• _Provided data_:
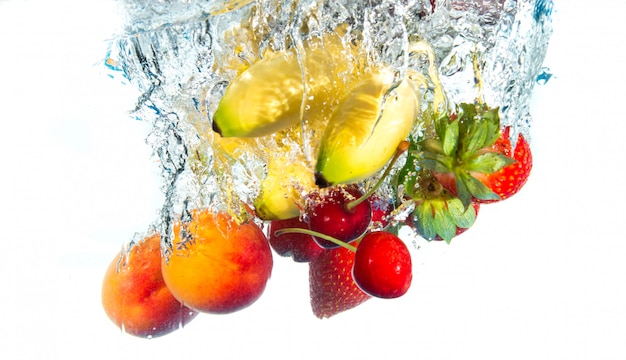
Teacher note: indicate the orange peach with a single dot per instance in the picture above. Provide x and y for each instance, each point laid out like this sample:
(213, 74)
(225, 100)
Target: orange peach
(135, 297)
(217, 265)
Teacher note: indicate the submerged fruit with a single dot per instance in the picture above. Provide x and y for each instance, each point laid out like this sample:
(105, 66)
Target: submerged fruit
(281, 190)
(365, 129)
(270, 94)
(331, 214)
(135, 297)
(332, 288)
(382, 265)
(217, 265)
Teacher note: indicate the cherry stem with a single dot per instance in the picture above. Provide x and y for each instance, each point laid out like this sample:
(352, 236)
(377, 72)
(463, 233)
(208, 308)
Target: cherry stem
(402, 147)
(316, 234)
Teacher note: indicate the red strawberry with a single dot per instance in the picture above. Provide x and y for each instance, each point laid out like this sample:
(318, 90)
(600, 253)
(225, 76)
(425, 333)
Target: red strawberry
(509, 180)
(472, 159)
(301, 247)
(332, 288)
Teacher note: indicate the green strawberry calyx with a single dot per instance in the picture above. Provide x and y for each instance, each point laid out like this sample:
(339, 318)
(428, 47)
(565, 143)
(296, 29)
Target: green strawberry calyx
(437, 213)
(462, 146)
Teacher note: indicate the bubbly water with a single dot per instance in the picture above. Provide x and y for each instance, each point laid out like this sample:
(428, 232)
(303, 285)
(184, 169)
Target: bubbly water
(181, 55)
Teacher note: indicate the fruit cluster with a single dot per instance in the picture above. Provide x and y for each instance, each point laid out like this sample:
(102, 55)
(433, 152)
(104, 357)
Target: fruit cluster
(441, 163)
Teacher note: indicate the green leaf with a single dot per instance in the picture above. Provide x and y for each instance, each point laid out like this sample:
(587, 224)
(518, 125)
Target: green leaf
(463, 217)
(462, 190)
(424, 220)
(451, 138)
(478, 189)
(488, 163)
(443, 221)
(476, 138)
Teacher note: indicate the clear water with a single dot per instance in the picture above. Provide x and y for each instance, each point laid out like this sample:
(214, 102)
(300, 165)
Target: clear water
(181, 55)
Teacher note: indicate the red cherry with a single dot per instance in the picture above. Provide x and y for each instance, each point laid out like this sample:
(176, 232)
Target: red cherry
(329, 214)
(382, 265)
(301, 247)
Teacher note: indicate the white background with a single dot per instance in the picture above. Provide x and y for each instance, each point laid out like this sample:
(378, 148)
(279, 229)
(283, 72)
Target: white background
(540, 276)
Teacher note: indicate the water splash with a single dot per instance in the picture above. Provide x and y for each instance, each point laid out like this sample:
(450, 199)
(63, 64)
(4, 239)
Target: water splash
(181, 55)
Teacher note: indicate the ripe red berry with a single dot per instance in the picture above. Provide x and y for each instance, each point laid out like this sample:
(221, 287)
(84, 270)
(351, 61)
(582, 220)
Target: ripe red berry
(382, 265)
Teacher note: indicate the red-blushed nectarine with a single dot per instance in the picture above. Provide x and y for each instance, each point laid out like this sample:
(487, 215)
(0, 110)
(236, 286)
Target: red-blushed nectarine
(135, 297)
(216, 264)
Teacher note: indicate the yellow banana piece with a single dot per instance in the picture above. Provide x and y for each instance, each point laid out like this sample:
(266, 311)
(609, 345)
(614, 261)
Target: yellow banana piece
(366, 128)
(281, 190)
(271, 94)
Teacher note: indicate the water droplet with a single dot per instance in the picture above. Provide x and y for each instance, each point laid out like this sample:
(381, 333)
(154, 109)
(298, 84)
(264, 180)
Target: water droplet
(544, 76)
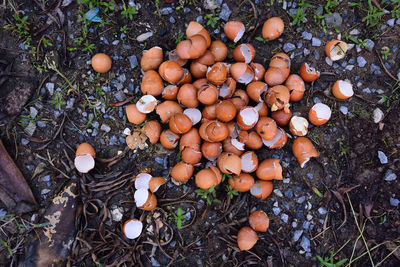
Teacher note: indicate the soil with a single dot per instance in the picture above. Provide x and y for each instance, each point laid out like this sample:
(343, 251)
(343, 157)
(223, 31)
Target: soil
(315, 211)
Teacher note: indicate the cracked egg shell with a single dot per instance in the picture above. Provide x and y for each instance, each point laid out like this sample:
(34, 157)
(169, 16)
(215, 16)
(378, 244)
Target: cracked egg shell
(241, 183)
(170, 71)
(146, 104)
(247, 118)
(187, 96)
(217, 73)
(277, 98)
(234, 30)
(173, 56)
(273, 28)
(259, 221)
(298, 126)
(319, 114)
(180, 123)
(249, 161)
(192, 154)
(145, 200)
(229, 163)
(255, 90)
(296, 86)
(244, 53)
(342, 89)
(266, 127)
(242, 72)
(219, 50)
(336, 49)
(169, 139)
(281, 117)
(246, 238)
(275, 76)
(278, 141)
(207, 94)
(152, 83)
(152, 129)
(211, 150)
(262, 189)
(258, 70)
(308, 73)
(225, 111)
(101, 63)
(269, 169)
(195, 28)
(216, 131)
(303, 150)
(232, 145)
(167, 109)
(132, 228)
(134, 115)
(170, 92)
(198, 69)
(190, 139)
(182, 172)
(152, 58)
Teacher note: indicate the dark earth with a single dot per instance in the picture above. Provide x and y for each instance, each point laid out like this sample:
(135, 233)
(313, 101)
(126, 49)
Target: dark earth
(342, 209)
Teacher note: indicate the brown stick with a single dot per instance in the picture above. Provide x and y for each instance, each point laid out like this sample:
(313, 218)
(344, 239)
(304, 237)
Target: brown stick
(11, 179)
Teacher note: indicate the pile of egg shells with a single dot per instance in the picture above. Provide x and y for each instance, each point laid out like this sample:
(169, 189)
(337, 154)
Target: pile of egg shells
(219, 111)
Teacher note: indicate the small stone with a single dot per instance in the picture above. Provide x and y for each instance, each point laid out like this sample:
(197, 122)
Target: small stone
(344, 110)
(361, 61)
(390, 176)
(394, 202)
(316, 42)
(390, 22)
(105, 127)
(377, 115)
(133, 61)
(382, 157)
(285, 217)
(225, 12)
(287, 47)
(369, 45)
(296, 235)
(306, 35)
(144, 36)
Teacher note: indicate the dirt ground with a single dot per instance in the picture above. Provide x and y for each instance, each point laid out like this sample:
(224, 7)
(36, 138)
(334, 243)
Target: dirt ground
(343, 206)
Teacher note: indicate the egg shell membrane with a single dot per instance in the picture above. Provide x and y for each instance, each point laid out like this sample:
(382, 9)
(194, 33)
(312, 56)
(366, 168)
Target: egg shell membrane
(246, 238)
(155, 183)
(84, 163)
(249, 161)
(259, 221)
(142, 181)
(132, 228)
(298, 126)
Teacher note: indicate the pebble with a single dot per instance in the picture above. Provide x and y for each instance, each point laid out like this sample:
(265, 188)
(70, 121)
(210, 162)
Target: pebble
(144, 36)
(382, 157)
(305, 243)
(287, 47)
(225, 12)
(377, 115)
(390, 176)
(394, 202)
(296, 235)
(285, 217)
(369, 45)
(344, 110)
(306, 35)
(316, 42)
(133, 61)
(361, 61)
(105, 127)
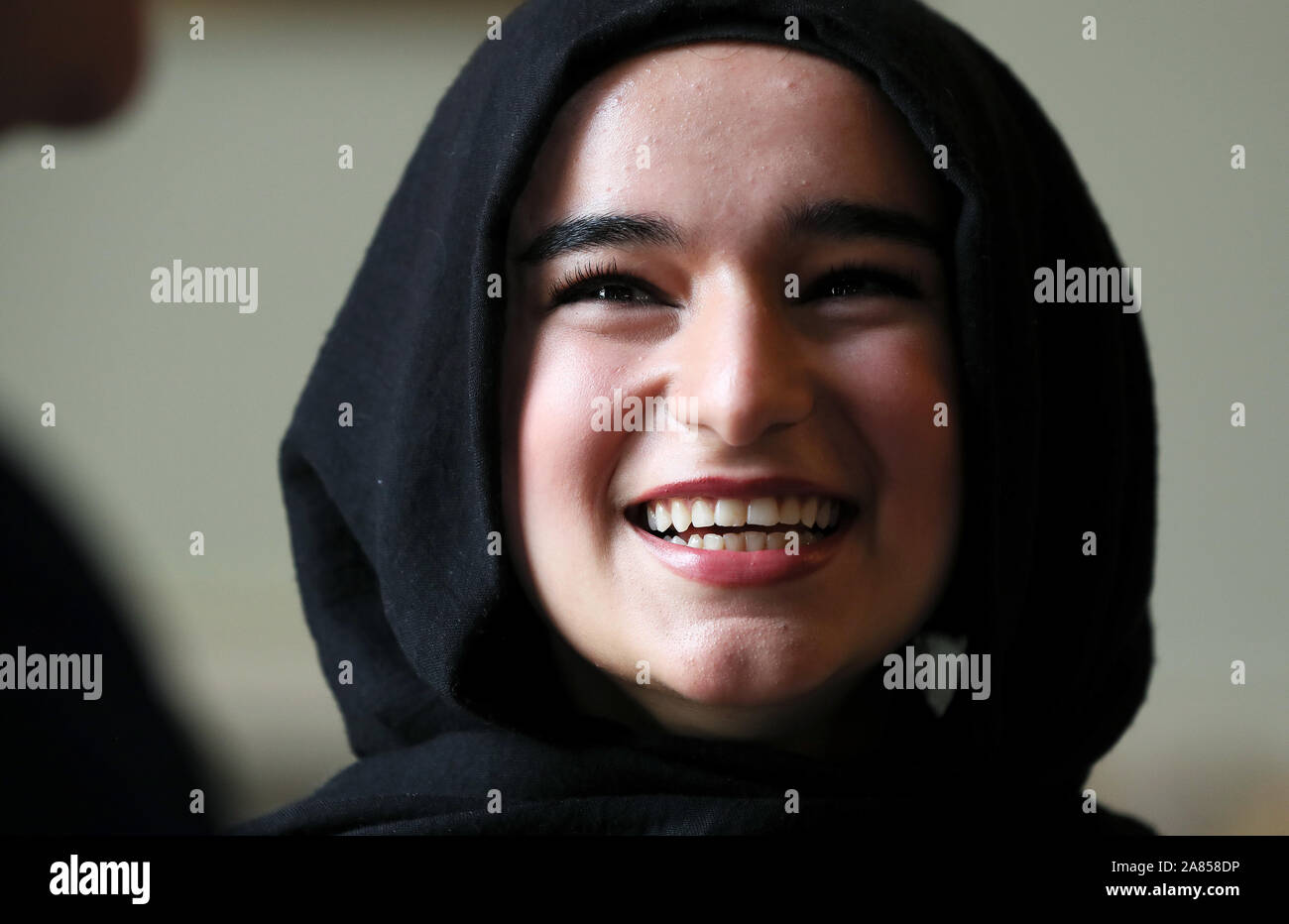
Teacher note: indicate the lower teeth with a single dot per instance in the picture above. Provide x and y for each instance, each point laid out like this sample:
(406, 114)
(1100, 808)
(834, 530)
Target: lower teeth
(748, 541)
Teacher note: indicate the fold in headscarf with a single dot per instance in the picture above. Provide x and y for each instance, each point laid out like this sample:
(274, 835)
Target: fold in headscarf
(454, 691)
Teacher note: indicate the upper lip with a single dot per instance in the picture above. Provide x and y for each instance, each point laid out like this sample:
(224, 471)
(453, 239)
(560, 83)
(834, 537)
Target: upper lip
(720, 486)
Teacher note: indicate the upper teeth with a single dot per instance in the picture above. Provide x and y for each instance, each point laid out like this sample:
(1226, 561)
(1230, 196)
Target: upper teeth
(683, 513)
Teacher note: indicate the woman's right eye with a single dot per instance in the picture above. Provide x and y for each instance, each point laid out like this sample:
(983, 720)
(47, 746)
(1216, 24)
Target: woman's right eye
(600, 284)
(605, 290)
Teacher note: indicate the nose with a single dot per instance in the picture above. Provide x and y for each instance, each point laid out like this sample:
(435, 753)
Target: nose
(742, 365)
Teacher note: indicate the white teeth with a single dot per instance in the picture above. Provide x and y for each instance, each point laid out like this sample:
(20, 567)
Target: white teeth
(763, 512)
(810, 507)
(679, 516)
(731, 513)
(662, 515)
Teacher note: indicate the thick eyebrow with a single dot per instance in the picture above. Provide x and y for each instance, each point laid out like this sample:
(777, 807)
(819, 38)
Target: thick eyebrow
(601, 231)
(843, 219)
(834, 218)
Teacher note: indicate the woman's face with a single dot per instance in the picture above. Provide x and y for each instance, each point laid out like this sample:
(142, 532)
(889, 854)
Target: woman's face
(768, 266)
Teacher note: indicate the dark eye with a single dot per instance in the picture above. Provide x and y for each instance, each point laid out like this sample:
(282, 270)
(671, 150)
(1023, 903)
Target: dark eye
(600, 284)
(854, 282)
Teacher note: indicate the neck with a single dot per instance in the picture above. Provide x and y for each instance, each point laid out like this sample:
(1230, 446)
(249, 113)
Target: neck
(824, 723)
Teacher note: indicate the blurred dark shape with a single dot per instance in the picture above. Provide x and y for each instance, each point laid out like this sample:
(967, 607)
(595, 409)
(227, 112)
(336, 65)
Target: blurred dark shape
(117, 764)
(67, 62)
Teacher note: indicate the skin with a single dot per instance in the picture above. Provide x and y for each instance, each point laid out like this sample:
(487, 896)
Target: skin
(838, 390)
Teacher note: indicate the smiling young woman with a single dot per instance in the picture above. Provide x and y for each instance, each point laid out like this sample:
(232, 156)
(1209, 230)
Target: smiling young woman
(762, 166)
(821, 239)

• _What is asked_:
Render the part of the rows running from the line containing "Teacher note: indicate the dark eye" through the last line as a Markdown table with the columns No. and Line. Give each line in order with its number, and leave out blank lines.

• _Solution_:
| No. | Line |
|---|---|
| 1 | Teacher note: indicate the dark eye with a single dot per instance in the picture above. Provide x and y for each instance, each point laid out like this sample: |
| 2 | (282, 270) |
| 3 | (671, 150) |
| 4 | (1023, 903) |
| 5 | Target: dark eye |
| 6 | (600, 284) |
| 7 | (854, 282) |
| 8 | Teacher note: indicate the neck with a single dot per instance in the picture above. Provide x and y for each instance, each point laid out like this sample: |
| 9 | (1230, 446) |
| 10 | (249, 113) |
| 11 | Target: neck |
| 12 | (824, 723) |
| 13 | Teacher note: indicate the blurred dark shape with a single dot per instance in the picture above. Provide x and y for each instance, each point laid out like this sample: |
| 14 | (967, 607) |
| 15 | (595, 409) |
| 16 | (227, 112) |
| 17 | (336, 65) |
| 18 | Target: blurred dark shape |
| 19 | (117, 764) |
| 20 | (67, 62) |
| 21 | Teacher note: indicate the skin with a single dot per instance in the picture above. Provide x and y for each instance, each point laid out like this sample: |
| 22 | (487, 896) |
| 23 | Target: skin |
| 24 | (838, 390) |
| 25 | Teacher note: indicate the smiling young woman with a single dot per instance in the picture above. Provide x and y for each instance, each point laid out like this sample: |
| 26 | (232, 156) |
| 27 | (1209, 230) |
| 28 | Target: smiling young woman |
| 29 | (762, 166) |
| 30 | (821, 239) |